Más aún, su forma de premiar individualidades en una disciplina que es esencialmente colaborativa no sólo los lleva a ser injustos, sino que contribuye a impulsar una forma criticable de concebir la ciencia. Aun así, año a año los Nobel logran que, al principio de octubre, se hable de ciencia –aunque sea superficialmente– y de quienes la hacen –aunque sea siempre un grupo reducido de personas extremadamente similares entre sí–. Un poco como ver un debate presidencial –como el que tuvo lugar en Argentina el domingo de la semana pasada y volverá a darse mañana– siempre queda la sensación de que por más que sean perfectibles, son mejor que nada: se pueden sacar cosas positivas de un debate presidencial pobre como de una premiación sesgada de los Nobel. Y eso pretendemos hacer respecto de los tres Nobel a la ciencia dados esta semana.

Vayamos primero a ver cuáles fueron cada uno de los ganadores de las tres disciplinas científicas –Química, Física y Medicina y Fisiología– y veamos por qué se hicieron merecedores y merecedoras de tal distinción.

El Doctor Drew Weissman y a la Doctora Katalin Karikó ganadores del Premio Nobel de Medicina 2023. Foto de Peggy Peterson, Escuela de Medicina de Pennsylvania, AFP.

El Doctor Drew Weissman y a la Doctora Katalin Karikó ganadores del Premio Nobel de Medicina 2023. Foto de Peggy Peterson, Escuela de Medicina de Pennsylvania, AFP.

Nobel de Medicina por superar escollos que impedían soñar con vacunas ARN

Los laureados con el Premio Nobel de Medicina y Fisiología 2023 fueron la húngara Katalin Karikó y el estadounidense Drew Weissman. Ambos compartieron a partes iguales el galardón “por sus descubrimientos sobre modificaciones de bases de nucleósidos que permitieron el desarrollo de vacunas de ARNm eficaces contra la covid-19”.

A grandes rasgos, la idea de las vacunas es engañosamente sencilla: se le presenta a nuestro sistema inmunológico el patógeno que queramos combatir, el sistema inmunológico lo reconoce como un extraño a controlar, lo ataca, destruye, y guarda en su memoria que la próxima vez que ese virus o uno muy similar se presente deberá dársela con todo lo que tenga a mano. Hay varios trucos para lograr que ese primer encuentro no sea perjudicial, desde exponer al sistema inmune a virus alterados o en condiciones tales que sean incapaces de desatar la enfermedad, o a presentarle al sistema inmune una parte del patógeno que sea suficientemente característica –como quien dice mostrarle sólo las huellas digitales del presunto delincuente– pero que no sea el patógeno en sí. Las huellas digitales en el mundo celular suelen ser las proteínas.

# INFORMACIÓN
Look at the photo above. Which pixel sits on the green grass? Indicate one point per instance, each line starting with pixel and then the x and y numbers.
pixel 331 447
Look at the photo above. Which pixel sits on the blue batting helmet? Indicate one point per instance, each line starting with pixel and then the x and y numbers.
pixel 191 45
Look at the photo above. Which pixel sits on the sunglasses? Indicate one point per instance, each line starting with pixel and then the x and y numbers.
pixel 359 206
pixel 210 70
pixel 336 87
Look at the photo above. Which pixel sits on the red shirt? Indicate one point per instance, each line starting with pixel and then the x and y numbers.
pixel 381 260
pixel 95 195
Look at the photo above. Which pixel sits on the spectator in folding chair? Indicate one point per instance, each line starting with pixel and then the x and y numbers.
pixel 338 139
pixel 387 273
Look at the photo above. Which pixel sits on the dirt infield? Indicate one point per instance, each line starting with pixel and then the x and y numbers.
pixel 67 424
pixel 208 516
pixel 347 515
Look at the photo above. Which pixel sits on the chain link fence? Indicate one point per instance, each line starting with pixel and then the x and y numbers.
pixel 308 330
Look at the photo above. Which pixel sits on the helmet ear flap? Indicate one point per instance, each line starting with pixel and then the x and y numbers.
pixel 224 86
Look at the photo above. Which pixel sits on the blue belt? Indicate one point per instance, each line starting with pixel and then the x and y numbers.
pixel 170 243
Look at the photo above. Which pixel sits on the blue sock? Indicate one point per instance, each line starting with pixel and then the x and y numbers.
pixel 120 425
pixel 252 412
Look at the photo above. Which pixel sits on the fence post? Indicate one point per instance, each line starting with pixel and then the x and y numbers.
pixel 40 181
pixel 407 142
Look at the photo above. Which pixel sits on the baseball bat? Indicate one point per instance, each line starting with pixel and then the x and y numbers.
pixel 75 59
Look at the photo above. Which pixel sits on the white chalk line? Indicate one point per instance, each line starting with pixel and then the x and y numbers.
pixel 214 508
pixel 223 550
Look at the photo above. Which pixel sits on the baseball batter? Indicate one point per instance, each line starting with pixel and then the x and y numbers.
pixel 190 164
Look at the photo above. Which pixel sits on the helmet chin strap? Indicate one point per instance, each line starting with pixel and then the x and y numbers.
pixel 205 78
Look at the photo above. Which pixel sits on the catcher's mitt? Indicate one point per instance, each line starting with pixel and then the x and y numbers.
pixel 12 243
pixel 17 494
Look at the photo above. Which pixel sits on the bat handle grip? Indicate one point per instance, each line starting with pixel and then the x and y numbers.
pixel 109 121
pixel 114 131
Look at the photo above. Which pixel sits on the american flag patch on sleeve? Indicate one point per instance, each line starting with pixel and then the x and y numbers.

# TAREAS PENDIENTES
a) Reproduce, por favor, el fragmento sobre los Nobel desde "Más aún, su" hasta "dados esta semana.", ambos incluidos.
b) Prosigue el fragmento sobre los Nobel desde el punto en que termina.
El material no tiene ninguna relación con el fragmento.

# RESPUESTAS NUMERADAS
a)
Más aún, su forma de premiar individualidades en una disciplina que es esencialmente colaborativa no sólo los lleva a ser injustos, sino que contribuye a impulsar una forma criticable de concebir la ciencia. Aun así, año a año los Nobel logran que, al principio de octubre, se hable de ciencia –aunque sea superficialmente– y de quienes la hacen –aunque sea siempre un grupo reducido de personas extremadamente similares entre sí–. Un poco como ver un debate presidencial –como el que tuvo lugar en Argentina el domingo de la semana pasada y volverá a darse mañana– siempre queda la sensación de que por más que sean perfectibles, son mejor que nada: se pueden sacar cosas positivas de un debate presidencial pobre como de una premiación sesgada de los Nobel. Y eso pretendemos hacer respecto de los tres Nobel a la ciencia dados esta semana.

b)
Ya a fines del siglo pasado las posibilidades de trabajar con los genes –que son quienes expresan proteínas– abrieron nuevas puertas para pensar vacunas. Varios investigadores comenzaron a trabajar en una nueva posibilidad: dado que para expresar las proteínas los genes se valen del ARN mensajero, que lleva la información correspondiente del ADN al ribosoma, donde finalmente la proteína se monta de acuerdo con esas instrucciones contenidas en el ADN. ¿Qué tal si pudieran enviarse las instrucciones –el ARN mensajero– de forma que las propias células del organismo generen la proteína del patógeno y, de esa manera, se desate la respuesta inmune y así, en el caso de que ese patógeno ingrese al cuerpo, tenerlo ya en la base de datos de invasores a controlar y tener inmunidad? Algo así permitiría tener lo que hoy conocemos como vacunas ARN, como la Pfizer-BioNTech que nos dimos acá o como la de Moderna que se dieron en otras partes, por sólo mencionar a las más famosas de las vacunas ARN para combatir la covid-19.

El asunto es que en las pruebas in vitro esto de andar mandando ARN mensajero no sólo tenía algunas complicaciones sobre la forma de hacerlo llegar y demás problemas logísticos, sino que estos ARN mensajeros provocaban reacciones inflamatorias, siendo la inflamación una de las formas que tiene nuestro sistema inmune de reaccionar contra agentes extraños. Y entonces llegaron los dos galardonados.

Justamente en ese problema de la inflamación provocada al llevar el ARN mensajero a las células comenzó a trabajar en la década de 1990 Katalin Karikó, que si bien nació en Hungría, entonces investigaba en la Universidad de Pensilvania, en Estados Unidos. Allí fue donde conoció casualmente a Drew Weissman, con quien comenzó a trabajar en ese y otros problemas de la estrategia de emplear el ARN mensajero. ¿Por qué la fundamentación del Premio Nobel dice que les dieron el galardón “por sus descubrimientos sobre modificaciones de bases de nucleósidos que permitieron el desarrollo de vacunas de ARNm eficaces contra la covid-19”? Bueno, porque un poco fue eso lo que hicieron.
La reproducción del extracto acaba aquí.